• Task to carry out
Turn every line of the data below into a JSON list of strings, one string per line. Skip blank lines and leave the pictures out.

╭─ Material provided

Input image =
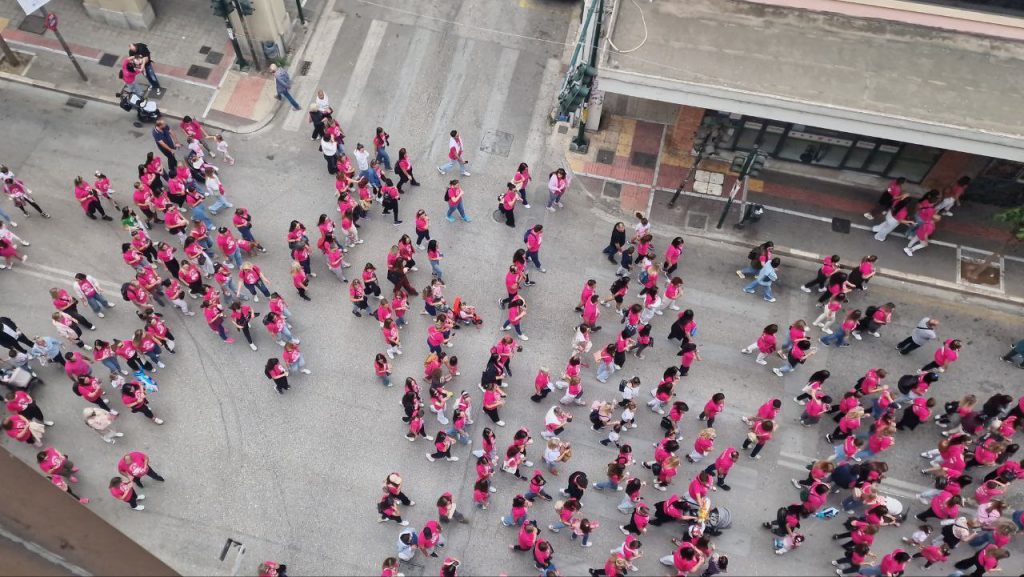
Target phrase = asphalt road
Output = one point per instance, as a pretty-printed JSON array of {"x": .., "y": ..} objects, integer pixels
[{"x": 296, "y": 478}]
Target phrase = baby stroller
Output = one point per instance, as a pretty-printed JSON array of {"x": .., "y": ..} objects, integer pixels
[
  {"x": 145, "y": 110},
  {"x": 465, "y": 314},
  {"x": 17, "y": 378}
]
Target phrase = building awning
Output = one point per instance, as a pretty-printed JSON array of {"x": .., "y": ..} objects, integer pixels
[{"x": 882, "y": 79}]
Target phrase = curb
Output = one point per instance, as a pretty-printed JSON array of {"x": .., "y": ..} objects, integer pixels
[
  {"x": 892, "y": 278},
  {"x": 237, "y": 129}
]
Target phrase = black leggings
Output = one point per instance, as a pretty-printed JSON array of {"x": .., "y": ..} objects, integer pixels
[
  {"x": 33, "y": 203},
  {"x": 74, "y": 314},
  {"x": 33, "y": 412}
]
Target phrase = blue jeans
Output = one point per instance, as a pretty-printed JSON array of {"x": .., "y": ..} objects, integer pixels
[
  {"x": 535, "y": 256},
  {"x": 753, "y": 288},
  {"x": 460, "y": 208},
  {"x": 247, "y": 233},
  {"x": 96, "y": 302},
  {"x": 151, "y": 76},
  {"x": 372, "y": 177},
  {"x": 286, "y": 333},
  {"x": 199, "y": 211},
  {"x": 236, "y": 257},
  {"x": 383, "y": 158},
  {"x": 258, "y": 285},
  {"x": 112, "y": 364},
  {"x": 451, "y": 164},
  {"x": 838, "y": 338},
  {"x": 509, "y": 522},
  {"x": 221, "y": 202},
  {"x": 288, "y": 96},
  {"x": 297, "y": 365}
]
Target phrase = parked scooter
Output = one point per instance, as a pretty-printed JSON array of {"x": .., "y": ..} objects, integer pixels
[{"x": 145, "y": 110}]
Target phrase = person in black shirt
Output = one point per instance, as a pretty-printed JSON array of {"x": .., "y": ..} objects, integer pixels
[{"x": 141, "y": 51}]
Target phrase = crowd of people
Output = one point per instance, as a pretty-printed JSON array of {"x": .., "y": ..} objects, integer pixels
[{"x": 195, "y": 258}]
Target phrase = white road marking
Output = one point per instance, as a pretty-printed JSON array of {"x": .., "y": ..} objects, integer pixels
[
  {"x": 317, "y": 53},
  {"x": 364, "y": 66}
]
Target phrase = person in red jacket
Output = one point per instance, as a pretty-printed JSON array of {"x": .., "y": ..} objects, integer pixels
[
  {"x": 135, "y": 465},
  {"x": 124, "y": 490}
]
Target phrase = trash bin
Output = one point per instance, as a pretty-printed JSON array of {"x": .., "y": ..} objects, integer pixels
[{"x": 270, "y": 50}]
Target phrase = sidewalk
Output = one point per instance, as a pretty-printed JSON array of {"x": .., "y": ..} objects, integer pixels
[
  {"x": 193, "y": 57},
  {"x": 630, "y": 166}
]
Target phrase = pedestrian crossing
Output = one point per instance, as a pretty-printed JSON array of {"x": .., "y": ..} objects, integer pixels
[{"x": 421, "y": 79}]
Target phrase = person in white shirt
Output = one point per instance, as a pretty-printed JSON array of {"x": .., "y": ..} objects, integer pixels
[{"x": 330, "y": 149}]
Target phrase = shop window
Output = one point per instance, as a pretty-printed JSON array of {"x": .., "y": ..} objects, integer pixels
[{"x": 913, "y": 162}]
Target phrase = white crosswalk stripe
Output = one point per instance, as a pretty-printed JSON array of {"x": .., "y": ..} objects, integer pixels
[
  {"x": 317, "y": 53},
  {"x": 364, "y": 66}
]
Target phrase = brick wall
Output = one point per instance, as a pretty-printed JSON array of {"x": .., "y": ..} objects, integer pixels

╰─

• Exercise result
[
  "Input image =",
  "Target phrase = asphalt road",
  "Output = one point per instance, as a pretty-printed JSON array of {\"x\": .., \"y\": ..} objects, integer pixels",
  "[{\"x\": 296, \"y\": 478}]",
  "Target phrase = baby stroller",
  "Output = one point per instance, as a pretty-printed JSON array of {\"x\": .., \"y\": ..} objects, integer pixels",
  "[",
  "  {\"x\": 145, \"y\": 110},",
  "  {\"x\": 465, \"y\": 314},",
  "  {\"x\": 17, \"y\": 378}",
  "]",
  "Target phrase = building awning",
  "Output = one point per instance, as a pretty-printed JSON array of {\"x\": .., \"y\": ..} objects, integer pixels",
  "[{\"x\": 882, \"y\": 79}]",
  "Target phrase = curb",
  "Output = one point per instance, as a pretty-printed JSON array of {\"x\": .., \"y\": ..} objects, integer pixels",
  "[",
  "  {\"x\": 892, \"y\": 278},",
  "  {\"x\": 237, \"y\": 129}",
  "]",
  "Target phrase = black leggings",
  "Output = one point per instance, as a pretty-printed JSON array of {\"x\": .., \"y\": ..} objects, integer pixels",
  "[",
  "  {\"x\": 33, \"y\": 203},",
  "  {\"x\": 74, \"y\": 314},",
  "  {\"x\": 33, \"y\": 412}",
  "]",
  "Target phrase = blue jeans",
  "Output = one point per instance, as a pretty-printed JSON array of {\"x\": .., \"y\": ..} objects, integer pixels",
  "[",
  "  {\"x\": 535, \"y\": 256},",
  "  {\"x\": 753, \"y\": 288},",
  "  {\"x\": 460, \"y\": 208},",
  "  {\"x\": 247, \"y\": 233},",
  "  {\"x\": 96, \"y\": 302},",
  "  {\"x\": 151, \"y\": 76},",
  "  {\"x\": 372, \"y\": 177},",
  "  {\"x\": 286, \"y\": 333},",
  "  {\"x\": 199, \"y\": 211},",
  "  {\"x\": 236, \"y\": 257},",
  "  {\"x\": 383, \"y\": 158},",
  "  {\"x\": 258, \"y\": 285},",
  "  {\"x\": 112, \"y\": 364},",
  "  {\"x\": 451, \"y\": 164},",
  "  {\"x\": 838, \"y\": 338},",
  "  {\"x\": 509, \"y\": 522},",
  "  {\"x\": 221, \"y\": 202},",
  "  {\"x\": 288, \"y\": 96},",
  "  {\"x\": 297, \"y\": 365}",
  "]",
  "Target phrase = parked scooter",
  "Output = one point per instance, as a pretty-printed JSON array of {\"x\": .., \"y\": ..} objects, integer pixels",
  "[{\"x\": 145, \"y\": 110}]",
  "Target phrase = person in black shirt",
  "Output = one point per instance, as a pretty-printed JSON array of {\"x\": .., \"y\": ..} objects, integer pixels",
  "[{\"x\": 141, \"y\": 51}]",
  "Target phrase = crowd of people",
  "Output = one point per instance, as a pretty-printed JSON array of {\"x\": .., \"y\": ..} objects, integer pixels",
  "[{\"x\": 195, \"y\": 258}]",
  "Target phrase = white road marking",
  "Output = one point per instance, as a pretty-printed JSON array of {\"x\": .., \"y\": ..} objects, integer pixels",
  "[",
  "  {\"x\": 317, \"y\": 53},",
  "  {\"x\": 364, \"y\": 66}",
  "]",
  "Target phrase = person in red jacket",
  "Output = one point per instance, as a pretty-printed JSON array of {\"x\": .., \"y\": ..} objects, integer pixels",
  "[",
  "  {\"x\": 135, \"y\": 465},",
  "  {\"x\": 124, \"y\": 490}",
  "]",
  "Target phrase = trash bin",
  "Output = one point per instance, as a pretty-printed JSON array of {\"x\": .., \"y\": ..} objects, integer pixels",
  "[{\"x\": 270, \"y\": 50}]",
  "Target phrase = sidewalk",
  "Output = one point per instance, as a pretty-printed JSON array of {\"x\": .., \"y\": ..} objects, integer pixels",
  "[",
  "  {\"x\": 193, \"y\": 57},",
  "  {\"x\": 630, \"y\": 166}",
  "]",
  "Target phrase = pedestrian crossing",
  "Output = one point per instance, as a pretty-printed JSON array of {\"x\": .., \"y\": ..} objects, integer pixels",
  "[{\"x\": 421, \"y\": 79}]",
  "Target phrase = person in white shirt",
  "Output = one point per instance, as a pretty-printed JSON array of {\"x\": .., \"y\": ..} objects, integer pixels",
  "[{\"x\": 330, \"y\": 149}]",
  "Target phrase = shop window",
  "Output = one point per instance, as a pretty-printed JSON array of {\"x\": .., \"y\": ..} objects, integer pixels",
  "[{\"x\": 913, \"y\": 162}]",
  "Target phrase = white crosswalk stripe",
  "Output = one point per instance, as a pretty-printed JSON array of {\"x\": .., \"y\": ..} objects, integer pixels",
  "[",
  "  {\"x\": 317, \"y\": 53},",
  "  {\"x\": 364, \"y\": 66}",
  "]",
  "Target phrase = brick wall",
  "Output = one point per instance, as a pretty-printed JSON array of {\"x\": .., \"y\": ..} objects, integer pixels"
]